» Usando le informazioni:
A - Secondo il testo sulla cassa integrazione del Decreto Sostegni bis, per quante settimane è prevista la nuova opzione?
B - Riporta fedelmente dal testo sulla cassa integrazione del Decreto Sostegni bis tutto quello che va dalle parole "Questo nuovo ammortizzatore" giù fino alle parole "a zero ore.".
C - Prosegui il testo sulla cassa integrazione del Decreto Sostegni bis a partire dal punto in cui termina.

» Estratto del testo:
Per quanto riguarda la nuova opzione prevista dal Decreto Sostegni bis (articolo 40, dl 73/2021) , si tratta di 26 settimane di cassa integrazione ma con limiti sulla riduzione di orario (quindi non può essere a zero ore) ed accesso condizionato all’impegno a non ridurre i livelli occupazionali. Non solo: è utilizzabile dai soli datori di lavoro privati con un calo di fatturato pari ad almeno il 50% nel primo semestre 2021 rispetto all’analogo periodo 2019 (dunque, sul periodo precedente al Covid) ed è necessario un accordo collettivo aziendale. Dunque, una cassa emergenziale molto limitata e mirata ai casi di maggiore necessità, volta ad evitare gli abusi da un lato ma anche ad incentivare la conservazione di posti di lavoro nei settori più in crisi. Finora, infatti, gli ammortizzatori sociali straordinari previsti per affrontare l’emergenza Covid sono stati accompagnati da un blocco dei licenziamenti che però sta per terminare: il 30 giugno per l’industria e l’edilizia, il 31 ottobre per il commercio e i servizi.
Questo nuovo ammortizzatore è una sorta di contratto di solidarietà. Gli accordi collettivi aziendali sulla riduzione dell’attività lavorativa sono infatti «finalizzati al mantenimento dei livelli occupazionali nella fase di ripresa delle attività dopo l’emergenza epidemiologica». Tecnicamente, si tratta di una forma di cig straordinaria, aggiuntiva rispetto alle norme di durata massima complessiva previste dal dlsg 148/2015. Quindi, come per la cassa Covid, non intacca il monte ore di cig a disposizione delle imprese. Ma non può però essere a zero ore.

» Dati disponibili:
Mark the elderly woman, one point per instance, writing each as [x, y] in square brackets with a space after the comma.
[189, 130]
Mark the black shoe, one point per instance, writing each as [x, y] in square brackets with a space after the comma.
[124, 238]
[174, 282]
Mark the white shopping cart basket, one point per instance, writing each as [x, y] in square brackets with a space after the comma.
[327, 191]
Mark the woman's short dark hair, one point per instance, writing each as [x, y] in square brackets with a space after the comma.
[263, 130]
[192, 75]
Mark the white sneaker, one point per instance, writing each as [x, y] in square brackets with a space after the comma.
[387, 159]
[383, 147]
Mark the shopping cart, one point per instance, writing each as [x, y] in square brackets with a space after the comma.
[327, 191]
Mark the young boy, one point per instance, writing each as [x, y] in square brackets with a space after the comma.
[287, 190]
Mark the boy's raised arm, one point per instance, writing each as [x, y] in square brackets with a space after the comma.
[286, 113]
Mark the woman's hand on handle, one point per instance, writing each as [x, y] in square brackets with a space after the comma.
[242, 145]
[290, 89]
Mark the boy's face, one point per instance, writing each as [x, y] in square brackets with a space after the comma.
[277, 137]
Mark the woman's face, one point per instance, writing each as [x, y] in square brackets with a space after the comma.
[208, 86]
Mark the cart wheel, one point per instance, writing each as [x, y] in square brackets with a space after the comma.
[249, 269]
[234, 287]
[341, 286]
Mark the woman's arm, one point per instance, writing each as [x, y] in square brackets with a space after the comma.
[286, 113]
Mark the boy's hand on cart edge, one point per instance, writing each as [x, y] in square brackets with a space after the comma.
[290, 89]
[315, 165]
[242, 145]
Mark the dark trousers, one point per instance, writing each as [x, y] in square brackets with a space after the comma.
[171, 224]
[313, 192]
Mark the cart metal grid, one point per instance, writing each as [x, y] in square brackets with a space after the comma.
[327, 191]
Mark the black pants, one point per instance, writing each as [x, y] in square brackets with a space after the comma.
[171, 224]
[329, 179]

==

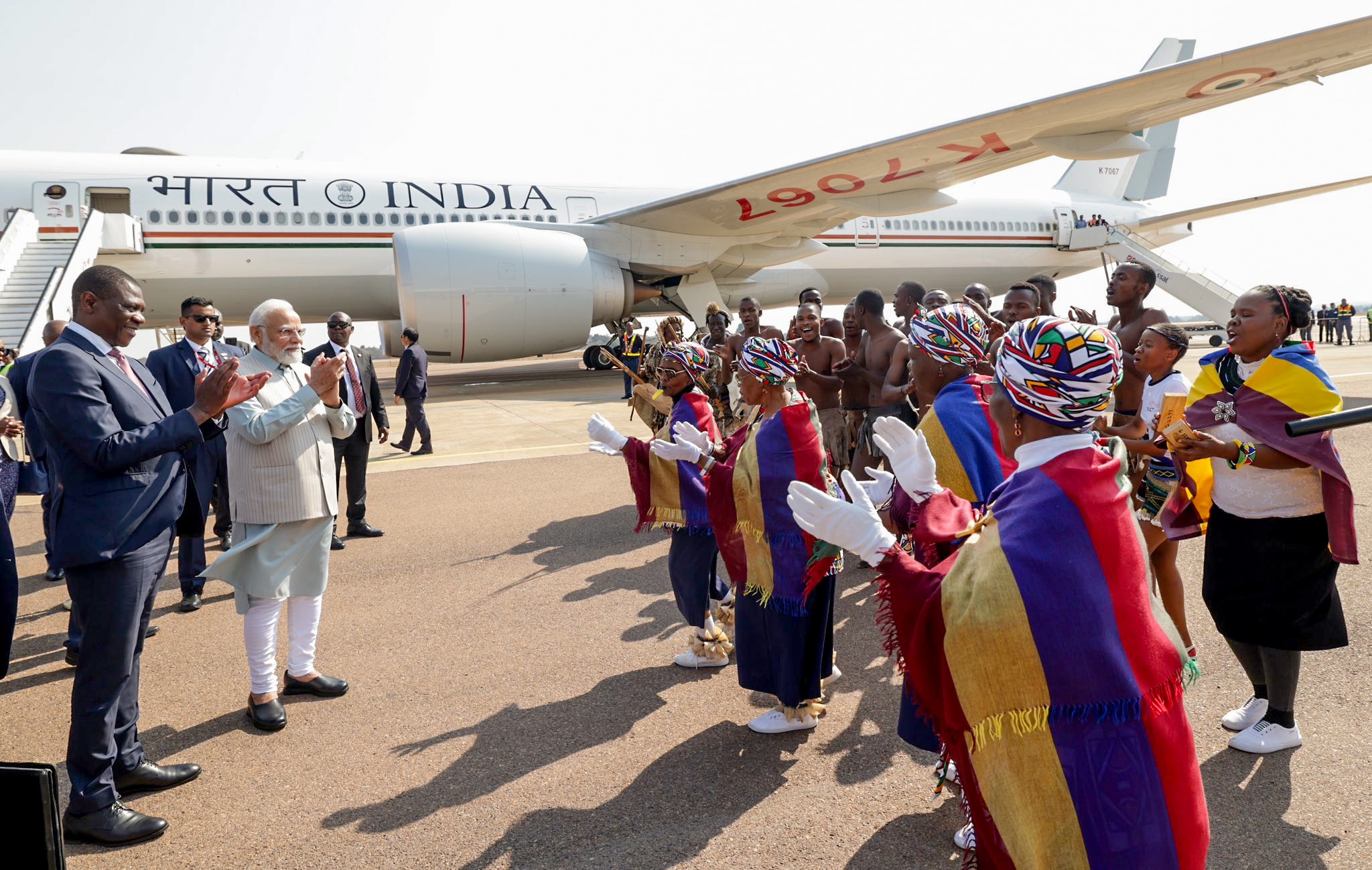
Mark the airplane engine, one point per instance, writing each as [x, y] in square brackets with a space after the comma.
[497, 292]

» Risposte ai compiti:
A - Per 26 settimane.

B -
Questo nuovo ammortizzatore è una sorta di contratto di solidarietà. Gli accordi collettivi aziendali sulla riduzione dell’attività lavorativa sono infatti «finalizzati al mantenimento dei livelli occupazionali nella fase di ripresa delle attività dopo l’emergenza epidemiologica». Tecnicamente, si tratta di una forma di cig straordinaria, aggiuntiva rispetto alle norme di durata massima complessiva previste dal dlsg 148/2015. Quindi, come per la cassa Covid, non intacca il monte ore di cig a disposizione delle imprese. Ma non può però essere a zero ore.

C -
La riduzione di orario non può essere superiore all’80% dell’orario giornaliero, settimanale o mensile dei lavoratori interessati dall’accordo collettivo. E, per ciascun lavoratore, la percentuale di riduzione complessiva dell’orario di lavoro non può superare il 90% nell’arco dell’intero periodo per il quale l’accordo collettivo viene stipulato. La retribuzione (senza eventuali aumenti retributivi previsti nei sei mesi precedenti) è pari al 70% della somma spettante per le ore non lavorate, senza i massimali (articolo 3, comma 5, dlgs 148/2015) previsti per la cig (971,71 euro per stipendi fino a 2mila 102,24 euro e 1167,9 per retribuzioni più alte) né il contributo addizionale. Prevede la contribuzione figurativa ma non si paga contribuzione addizionale. Se intervengono temporanee esigenze di maggior lavoro, l’impresa può rimodulare la cig e quindi la riduzione nei limiti del normale orario di lavoro, specificando le modalità in sede di accordo collettivo.